Show every line of the data below that contains the string "tower".
[begin Supplied records]
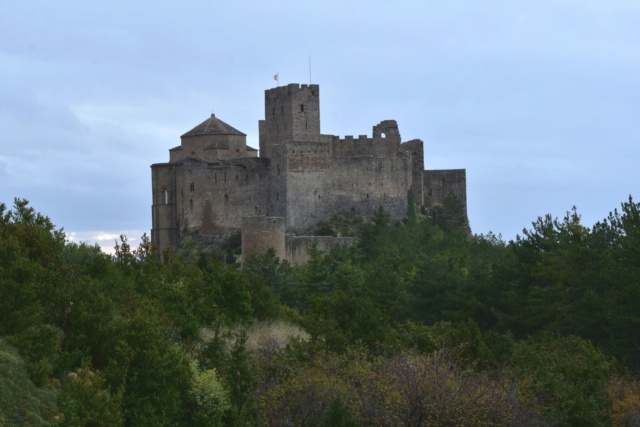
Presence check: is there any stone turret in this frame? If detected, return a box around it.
[259,83,320,157]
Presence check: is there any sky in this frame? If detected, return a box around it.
[0,0,640,251]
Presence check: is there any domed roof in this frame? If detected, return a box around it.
[181,114,247,138]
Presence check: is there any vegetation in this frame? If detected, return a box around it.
[0,198,640,426]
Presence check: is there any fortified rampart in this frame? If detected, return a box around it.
[151,84,466,259]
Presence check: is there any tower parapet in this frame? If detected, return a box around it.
[259,83,320,157]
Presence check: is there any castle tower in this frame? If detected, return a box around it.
[259,83,320,157]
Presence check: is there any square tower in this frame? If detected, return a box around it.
[259,83,320,157]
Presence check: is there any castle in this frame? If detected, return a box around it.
[151,84,466,261]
[end Supplied records]
» Complete response
Presence check: is there any tower parapet in this frame? If detected, return a box around it.
Presence check: is there any castle tower in this frame? If detected, return a box around it.
Presence check: is there any square tower in this frame? If detected, return a box around it.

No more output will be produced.